-- Supplied passage --
THE outcome of the recently held Tripura legislative assembly elections was utterly disappointing. Left and progressive people, not just in Tripura but all over India, could not believe that the Left Front would be defeated in this election. The Tripura state committee of CPI(M) in its initial reaction said that election results were totally unexpected.

The reasons behind this observation by the Party are discussed below. Combating the neoliberal economic policies pursued by the Congress party led central government earlier, and by the present Narendra Modi led BJP government, the Left Front government in Tripura had been attempting to pursue some alternative policies. The government had implemented various development projects in the last 25 years despite its limited economic resources and limited constitutional and administrative powers.

The main thrust of the Left Front government was on the development of human resources. It implemented various welfare measures for the people with a focus on uniting the Scheduled Tribes, Scheduled Castes, Other Backward Classes, religious minorities etc and uniting tribals and non-tribals. It regularly held local bodies elections, which enabled the empowerment of people and empowerment of women. Apart from giving almost 90 per cent subsidies to the BPL families, the Left Front government brought the entire population of the state under the food security cover. In MNREGA implementation, Tripura stood first in the country for five consecutive years. There were no beggars in the state. In per capita income, Tripura was at the top among the North Eastern states.

The Left Front government’s endeavours for expansion of education have been unparalleled. In literacy rate, Tripura was the first in the country. For the development of tribals, the Left Front government was implementing special packages. It could stop shifting cultivation. In implementing the Forest Rights Act, Tripura was at the top in the country. Left Front government and Tripura Tribal Areas Autonomous District Council through joint endeavours could bring about considerable changes in the life of the tribals. A good number of tribals have been engaged as college and school teachers, as doctors and engineers and also in the civil administration as the government was strictly implementing the reservation quota.

-- Given records --
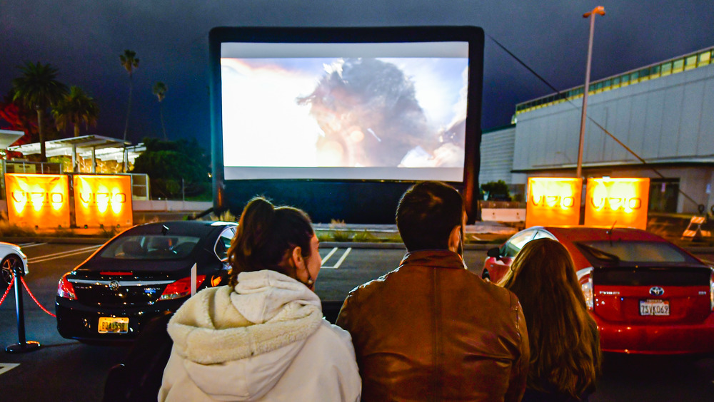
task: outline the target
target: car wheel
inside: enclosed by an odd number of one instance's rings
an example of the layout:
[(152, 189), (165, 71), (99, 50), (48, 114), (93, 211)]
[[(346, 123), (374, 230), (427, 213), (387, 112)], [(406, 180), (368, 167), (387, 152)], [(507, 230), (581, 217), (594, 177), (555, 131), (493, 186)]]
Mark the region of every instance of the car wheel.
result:
[(10, 284), (10, 281), (12, 280), (13, 275), (15, 274), (15, 268), (22, 267), (22, 261), (20, 260), (20, 257), (17, 257), (14, 254), (5, 257), (2, 260), (2, 272), (0, 274), (1, 279), (0, 279), (0, 284), (3, 286), (7, 286)]
[(491, 274), (488, 273), (488, 269), (483, 269), (481, 272), (481, 279), (484, 281), (491, 282)]

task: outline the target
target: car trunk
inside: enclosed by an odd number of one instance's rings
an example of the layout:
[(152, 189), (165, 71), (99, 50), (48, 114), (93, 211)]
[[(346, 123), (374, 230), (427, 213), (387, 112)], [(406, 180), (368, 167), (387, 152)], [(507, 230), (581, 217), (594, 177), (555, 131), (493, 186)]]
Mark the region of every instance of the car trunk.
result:
[[(178, 263), (178, 264), (177, 264)], [(131, 308), (154, 304), (169, 284), (188, 275), (186, 262), (172, 262), (166, 269), (172, 274), (151, 271), (112, 271), (78, 269), (67, 277), (77, 301), (86, 306), (106, 308)], [(181, 273), (185, 271), (185, 275)]]
[(707, 267), (605, 267), (592, 275), (594, 312), (605, 321), (685, 324), (711, 314)]

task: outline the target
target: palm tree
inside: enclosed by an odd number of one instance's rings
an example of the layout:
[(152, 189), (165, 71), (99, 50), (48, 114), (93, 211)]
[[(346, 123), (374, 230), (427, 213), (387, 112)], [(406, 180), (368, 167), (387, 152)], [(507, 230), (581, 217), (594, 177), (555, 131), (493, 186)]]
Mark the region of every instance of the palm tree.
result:
[(161, 130), (164, 130), (164, 141), (166, 141), (169, 139), (166, 138), (166, 127), (164, 125), (164, 108), (161, 107), (163, 105), (163, 103), (161, 103), (161, 100), (164, 100), (164, 98), (166, 97), (166, 92), (168, 91), (169, 87), (167, 87), (166, 84), (162, 83), (161, 81), (159, 81), (154, 84), (154, 88), (151, 88), (151, 92), (156, 96), (156, 98), (159, 98), (159, 115), (161, 116)]
[(79, 125), (84, 123), (85, 128), (96, 125), (99, 107), (91, 96), (79, 86), (69, 88), (66, 95), (52, 109), (52, 115), (57, 123), (57, 128), (64, 130), (70, 124), (74, 126), (74, 136), (79, 136)]
[(124, 125), (124, 140), (126, 140), (126, 131), (129, 127), (129, 113), (131, 111), (131, 73), (134, 69), (139, 67), (139, 59), (136, 58), (136, 52), (129, 49), (124, 51), (124, 54), (119, 55), (119, 60), (121, 61), (121, 66), (129, 74), (129, 100), (126, 105), (126, 124)]
[(22, 75), (12, 80), (13, 100), (18, 100), (37, 112), (37, 132), (40, 139), (40, 160), (47, 160), (45, 154), (42, 118), (48, 108), (56, 103), (67, 93), (67, 86), (56, 80), (57, 69), (48, 64), (27, 61), (19, 67)]

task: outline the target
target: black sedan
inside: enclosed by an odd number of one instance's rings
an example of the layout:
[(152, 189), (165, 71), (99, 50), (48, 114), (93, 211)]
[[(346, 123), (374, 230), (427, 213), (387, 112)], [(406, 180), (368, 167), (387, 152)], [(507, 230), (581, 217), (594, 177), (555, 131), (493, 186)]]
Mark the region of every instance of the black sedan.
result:
[(135, 226), (59, 280), (59, 334), (81, 341), (135, 338), (152, 318), (175, 311), (196, 288), (227, 283), (225, 262), (236, 224), (178, 221)]

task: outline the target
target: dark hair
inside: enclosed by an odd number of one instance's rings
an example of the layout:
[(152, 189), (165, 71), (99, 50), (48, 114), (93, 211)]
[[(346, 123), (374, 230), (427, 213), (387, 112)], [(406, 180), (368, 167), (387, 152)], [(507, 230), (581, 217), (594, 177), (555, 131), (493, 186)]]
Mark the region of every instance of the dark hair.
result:
[(231, 241), (228, 261), (229, 284), (238, 283), (243, 272), (271, 269), (295, 277), (288, 259), (294, 247), (310, 257), (314, 235), (310, 217), (292, 207), (278, 207), (262, 197), (251, 200), (241, 214), (238, 232)]
[(528, 388), (579, 398), (600, 372), (598, 327), (588, 313), (575, 264), (560, 242), (527, 243), (501, 284), (523, 308), (531, 346)]
[(441, 182), (423, 182), (402, 195), (396, 222), (406, 249), (448, 249), (448, 237), (461, 226), (463, 200), (453, 187)]

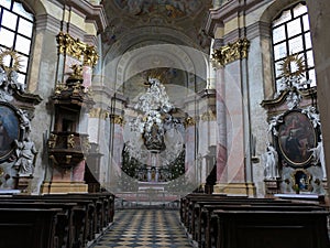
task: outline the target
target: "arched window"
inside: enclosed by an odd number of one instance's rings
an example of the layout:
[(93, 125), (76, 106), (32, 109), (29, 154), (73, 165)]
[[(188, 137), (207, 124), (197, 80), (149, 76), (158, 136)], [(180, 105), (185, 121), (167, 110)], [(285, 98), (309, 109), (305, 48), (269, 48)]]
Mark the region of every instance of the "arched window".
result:
[[(0, 0), (0, 48), (13, 48), (20, 54), (19, 83), (26, 83), (31, 43), (33, 36), (34, 15), (13, 0)], [(6, 66), (12, 66), (14, 61), (9, 56), (3, 58)]]
[(280, 64), (290, 54), (297, 54), (298, 57), (302, 57), (306, 66), (304, 76), (306, 79), (311, 80), (311, 86), (316, 86), (314, 55), (306, 3), (300, 2), (293, 6), (275, 18), (272, 22), (272, 34), (277, 89), (279, 88), (278, 86), (282, 78)]

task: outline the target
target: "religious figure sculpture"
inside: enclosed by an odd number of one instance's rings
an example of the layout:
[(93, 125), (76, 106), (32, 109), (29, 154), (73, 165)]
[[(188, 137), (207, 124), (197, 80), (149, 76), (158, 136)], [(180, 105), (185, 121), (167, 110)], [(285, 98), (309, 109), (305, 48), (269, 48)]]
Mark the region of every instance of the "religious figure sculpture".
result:
[(265, 177), (274, 180), (278, 177), (278, 154), (272, 144), (267, 145), (267, 151), (262, 154), (265, 164)]
[(327, 180), (327, 169), (326, 169), (326, 159), (324, 159), (322, 137), (320, 138), (318, 145), (316, 148), (309, 149), (308, 151), (312, 151), (315, 164), (317, 164), (317, 163), (321, 164), (323, 180)]
[(10, 137), (0, 116), (0, 152), (8, 150), (9, 143)]
[(19, 174), (33, 174), (34, 158), (37, 153), (34, 142), (26, 137), (23, 141), (14, 140), (16, 145), (18, 161), (14, 166), (19, 169)]

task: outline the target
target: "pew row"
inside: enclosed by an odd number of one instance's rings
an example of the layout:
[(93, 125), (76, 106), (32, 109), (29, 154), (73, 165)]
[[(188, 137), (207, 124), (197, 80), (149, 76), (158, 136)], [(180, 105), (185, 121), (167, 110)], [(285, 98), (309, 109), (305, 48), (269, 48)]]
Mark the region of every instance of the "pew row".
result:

-- Exercise aim --
Restate the passage on the Tripura election outcome between "THE outcome of" and "and administrative powers.", inclusive, with "Left alliance" in place of each "Left Front".

-- Solution below --
THE outcome of the recently held Tripura legislative assembly elections was utterly disappointing. Left and progressive people, not just in Tripura but all over India, could not believe that the Left alliance would be defeated in this election. The Tripura state committee of CPI(M) in its initial reaction said that election results were totally unexpected.

The reasons behind this observation by the Party are discussed below. Combating the neoliberal economic policies pursued by the Congress party led central government earlier, and by the present Narendra Modi led BJP government, the Left alliance government in Tripura had been attempting to pursue some alternative policies. The government had implemented various development projects in the last 25 years despite its limited economic resources and limited constitutional and administrative powers.